WHAT TO DO: Every line from the line containing "Please locate the headlight" through the final line below is to be repeated exactly; no other line is.

Saved entries:
=-=-=
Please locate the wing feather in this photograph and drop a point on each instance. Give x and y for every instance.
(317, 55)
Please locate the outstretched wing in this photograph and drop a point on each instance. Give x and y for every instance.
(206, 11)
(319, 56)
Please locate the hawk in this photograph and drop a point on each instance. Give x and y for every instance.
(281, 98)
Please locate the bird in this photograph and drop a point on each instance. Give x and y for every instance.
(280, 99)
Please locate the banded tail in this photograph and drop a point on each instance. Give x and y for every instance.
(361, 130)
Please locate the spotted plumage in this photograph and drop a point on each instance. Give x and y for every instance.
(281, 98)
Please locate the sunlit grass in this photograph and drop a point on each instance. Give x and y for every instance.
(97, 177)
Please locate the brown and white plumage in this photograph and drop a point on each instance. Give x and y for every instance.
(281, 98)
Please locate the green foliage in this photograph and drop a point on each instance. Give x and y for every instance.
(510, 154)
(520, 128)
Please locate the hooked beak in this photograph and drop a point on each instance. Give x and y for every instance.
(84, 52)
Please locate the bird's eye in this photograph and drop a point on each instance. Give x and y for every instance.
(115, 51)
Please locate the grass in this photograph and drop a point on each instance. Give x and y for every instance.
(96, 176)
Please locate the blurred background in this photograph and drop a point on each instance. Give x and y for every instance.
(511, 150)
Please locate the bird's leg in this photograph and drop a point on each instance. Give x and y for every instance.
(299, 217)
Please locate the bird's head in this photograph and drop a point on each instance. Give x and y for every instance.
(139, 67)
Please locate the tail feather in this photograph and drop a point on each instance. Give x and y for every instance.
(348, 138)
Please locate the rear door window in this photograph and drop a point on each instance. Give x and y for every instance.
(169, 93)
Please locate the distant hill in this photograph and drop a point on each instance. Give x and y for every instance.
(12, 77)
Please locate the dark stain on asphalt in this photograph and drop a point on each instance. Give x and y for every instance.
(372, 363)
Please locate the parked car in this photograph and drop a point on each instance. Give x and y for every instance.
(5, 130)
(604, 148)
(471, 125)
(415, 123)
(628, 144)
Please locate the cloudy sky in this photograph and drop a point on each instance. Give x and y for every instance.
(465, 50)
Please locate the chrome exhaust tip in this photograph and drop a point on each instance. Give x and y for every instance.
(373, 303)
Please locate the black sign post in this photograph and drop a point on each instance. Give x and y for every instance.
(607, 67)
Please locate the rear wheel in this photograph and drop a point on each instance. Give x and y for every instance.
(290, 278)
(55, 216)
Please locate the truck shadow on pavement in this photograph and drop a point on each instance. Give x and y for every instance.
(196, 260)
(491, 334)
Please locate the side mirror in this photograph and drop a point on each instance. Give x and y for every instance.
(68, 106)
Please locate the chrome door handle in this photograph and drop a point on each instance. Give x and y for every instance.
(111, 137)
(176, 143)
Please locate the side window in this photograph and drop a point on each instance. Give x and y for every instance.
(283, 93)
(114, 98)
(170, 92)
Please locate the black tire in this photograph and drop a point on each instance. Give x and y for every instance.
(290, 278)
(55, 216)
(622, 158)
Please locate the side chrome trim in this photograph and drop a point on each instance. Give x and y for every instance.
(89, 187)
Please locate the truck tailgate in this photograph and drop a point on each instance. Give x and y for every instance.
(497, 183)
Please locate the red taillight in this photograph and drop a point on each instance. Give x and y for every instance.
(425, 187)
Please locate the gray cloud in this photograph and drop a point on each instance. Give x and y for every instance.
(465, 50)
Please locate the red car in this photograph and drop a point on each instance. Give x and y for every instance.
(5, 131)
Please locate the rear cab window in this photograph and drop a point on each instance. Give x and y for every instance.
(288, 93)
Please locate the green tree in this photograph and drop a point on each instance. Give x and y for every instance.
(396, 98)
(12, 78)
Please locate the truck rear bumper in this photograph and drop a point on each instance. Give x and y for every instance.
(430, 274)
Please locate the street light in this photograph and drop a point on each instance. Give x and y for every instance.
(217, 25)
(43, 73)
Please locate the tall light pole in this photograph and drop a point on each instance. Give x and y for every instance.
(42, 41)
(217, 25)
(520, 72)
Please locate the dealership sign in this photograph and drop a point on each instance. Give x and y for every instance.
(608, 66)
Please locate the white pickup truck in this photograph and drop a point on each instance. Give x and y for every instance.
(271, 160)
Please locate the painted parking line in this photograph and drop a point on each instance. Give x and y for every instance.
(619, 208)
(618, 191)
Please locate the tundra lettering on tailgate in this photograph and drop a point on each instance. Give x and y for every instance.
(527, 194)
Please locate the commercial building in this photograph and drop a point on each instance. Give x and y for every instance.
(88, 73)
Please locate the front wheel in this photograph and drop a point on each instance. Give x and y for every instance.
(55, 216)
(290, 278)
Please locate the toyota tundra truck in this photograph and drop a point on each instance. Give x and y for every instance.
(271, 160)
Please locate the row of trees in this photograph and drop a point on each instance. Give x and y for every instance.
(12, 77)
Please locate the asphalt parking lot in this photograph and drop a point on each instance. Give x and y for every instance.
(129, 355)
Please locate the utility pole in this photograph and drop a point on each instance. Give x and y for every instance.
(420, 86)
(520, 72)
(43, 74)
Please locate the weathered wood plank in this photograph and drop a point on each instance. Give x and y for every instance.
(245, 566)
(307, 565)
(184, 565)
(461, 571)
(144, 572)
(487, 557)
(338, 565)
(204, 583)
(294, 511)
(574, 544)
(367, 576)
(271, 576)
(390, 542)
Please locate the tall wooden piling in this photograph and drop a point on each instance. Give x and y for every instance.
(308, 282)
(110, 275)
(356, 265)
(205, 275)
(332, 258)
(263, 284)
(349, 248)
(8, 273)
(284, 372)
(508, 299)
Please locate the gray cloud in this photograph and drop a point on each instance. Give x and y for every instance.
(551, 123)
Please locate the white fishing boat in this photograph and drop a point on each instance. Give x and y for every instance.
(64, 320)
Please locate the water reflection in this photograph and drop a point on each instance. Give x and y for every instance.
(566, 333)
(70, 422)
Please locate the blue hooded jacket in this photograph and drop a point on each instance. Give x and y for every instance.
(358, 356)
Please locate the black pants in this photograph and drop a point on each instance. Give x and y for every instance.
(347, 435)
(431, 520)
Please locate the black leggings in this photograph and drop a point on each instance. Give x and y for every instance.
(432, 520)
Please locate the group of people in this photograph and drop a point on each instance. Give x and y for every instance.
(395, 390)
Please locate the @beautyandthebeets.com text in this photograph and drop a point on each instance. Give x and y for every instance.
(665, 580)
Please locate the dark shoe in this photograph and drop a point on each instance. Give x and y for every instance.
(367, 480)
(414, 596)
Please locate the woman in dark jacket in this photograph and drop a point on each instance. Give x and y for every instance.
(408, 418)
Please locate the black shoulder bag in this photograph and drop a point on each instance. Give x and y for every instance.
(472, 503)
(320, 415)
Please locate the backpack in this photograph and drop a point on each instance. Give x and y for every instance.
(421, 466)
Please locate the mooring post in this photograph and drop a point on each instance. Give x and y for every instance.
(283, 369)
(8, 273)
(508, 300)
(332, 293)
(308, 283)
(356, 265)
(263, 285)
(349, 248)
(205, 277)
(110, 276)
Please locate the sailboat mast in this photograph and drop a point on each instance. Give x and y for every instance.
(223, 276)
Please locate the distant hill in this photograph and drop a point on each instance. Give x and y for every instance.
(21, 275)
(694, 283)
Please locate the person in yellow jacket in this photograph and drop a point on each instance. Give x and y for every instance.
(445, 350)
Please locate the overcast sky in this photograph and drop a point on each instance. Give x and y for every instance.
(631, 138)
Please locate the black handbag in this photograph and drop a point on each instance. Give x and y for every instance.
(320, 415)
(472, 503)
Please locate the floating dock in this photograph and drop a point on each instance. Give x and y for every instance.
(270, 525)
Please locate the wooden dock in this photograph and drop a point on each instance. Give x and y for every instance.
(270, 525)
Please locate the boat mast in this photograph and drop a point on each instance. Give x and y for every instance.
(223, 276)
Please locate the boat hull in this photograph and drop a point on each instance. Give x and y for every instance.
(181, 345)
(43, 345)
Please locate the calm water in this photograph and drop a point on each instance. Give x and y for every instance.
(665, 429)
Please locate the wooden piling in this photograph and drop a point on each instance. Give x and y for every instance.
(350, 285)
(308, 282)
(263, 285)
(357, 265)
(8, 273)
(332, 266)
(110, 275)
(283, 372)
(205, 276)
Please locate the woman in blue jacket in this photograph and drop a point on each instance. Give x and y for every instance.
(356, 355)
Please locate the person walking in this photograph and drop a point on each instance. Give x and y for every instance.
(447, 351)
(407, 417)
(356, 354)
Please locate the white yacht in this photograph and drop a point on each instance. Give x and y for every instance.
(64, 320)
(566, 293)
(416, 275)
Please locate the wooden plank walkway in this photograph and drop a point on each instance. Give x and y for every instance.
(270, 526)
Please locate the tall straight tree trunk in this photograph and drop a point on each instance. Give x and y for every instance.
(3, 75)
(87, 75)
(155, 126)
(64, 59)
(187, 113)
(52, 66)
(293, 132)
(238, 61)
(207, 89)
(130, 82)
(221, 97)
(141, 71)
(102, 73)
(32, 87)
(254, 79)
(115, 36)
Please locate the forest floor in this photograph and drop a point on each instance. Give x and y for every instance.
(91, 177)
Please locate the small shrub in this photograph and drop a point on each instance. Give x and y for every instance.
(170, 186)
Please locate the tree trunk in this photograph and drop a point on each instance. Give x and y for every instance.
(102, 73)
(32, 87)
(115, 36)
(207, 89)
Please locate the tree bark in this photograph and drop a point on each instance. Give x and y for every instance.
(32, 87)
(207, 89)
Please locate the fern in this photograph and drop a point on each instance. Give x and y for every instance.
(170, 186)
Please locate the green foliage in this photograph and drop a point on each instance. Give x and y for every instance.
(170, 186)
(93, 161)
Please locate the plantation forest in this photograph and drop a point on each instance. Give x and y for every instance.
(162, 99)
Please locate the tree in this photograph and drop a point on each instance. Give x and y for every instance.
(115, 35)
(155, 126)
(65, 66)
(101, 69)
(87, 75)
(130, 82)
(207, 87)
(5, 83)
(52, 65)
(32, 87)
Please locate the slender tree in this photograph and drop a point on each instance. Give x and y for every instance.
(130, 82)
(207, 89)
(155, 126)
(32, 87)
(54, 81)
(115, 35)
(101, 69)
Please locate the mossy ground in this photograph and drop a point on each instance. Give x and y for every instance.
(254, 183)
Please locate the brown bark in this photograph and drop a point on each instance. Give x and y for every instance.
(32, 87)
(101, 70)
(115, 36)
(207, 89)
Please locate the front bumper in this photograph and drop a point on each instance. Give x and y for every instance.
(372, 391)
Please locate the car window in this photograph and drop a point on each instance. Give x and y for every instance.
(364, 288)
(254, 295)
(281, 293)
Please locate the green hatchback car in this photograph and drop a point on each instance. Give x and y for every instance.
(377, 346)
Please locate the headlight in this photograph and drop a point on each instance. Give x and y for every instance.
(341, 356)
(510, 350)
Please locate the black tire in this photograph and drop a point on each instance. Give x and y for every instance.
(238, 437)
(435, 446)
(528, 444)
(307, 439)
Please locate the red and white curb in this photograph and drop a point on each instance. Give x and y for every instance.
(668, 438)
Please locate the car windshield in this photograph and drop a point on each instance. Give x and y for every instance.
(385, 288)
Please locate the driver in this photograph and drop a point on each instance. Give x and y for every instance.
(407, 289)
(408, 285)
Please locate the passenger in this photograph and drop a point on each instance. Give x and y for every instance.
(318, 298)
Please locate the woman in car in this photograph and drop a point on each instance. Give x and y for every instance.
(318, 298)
=-=-=
PROBLEM SOLUTION:
Please locate the headlight in this photograph and drop a point on each instance. Give x and y for every instance.
(341, 356)
(510, 350)
Please locate the black tire in this photograph and drop a point on each instance. Give x and y for every instance.
(238, 437)
(435, 446)
(528, 444)
(307, 439)
Please locate the red and white curb in this photograph and drop a point on each instance. Give x and y for every instance.
(668, 438)
Please locate the car windshield in this photograph and drop a point on each instance. Give x and y for every instance.
(385, 288)
Please locate the driver in this photograph and drop a point on each instance. Give x and y for every instance.
(407, 289)
(408, 285)
Please locate the passenger in this photograph and drop a point on each instance. Give x and y for every instance.
(318, 298)
Please locate the woman in car in this photograph and drop a point on each instance. Give x and y for every instance.
(318, 298)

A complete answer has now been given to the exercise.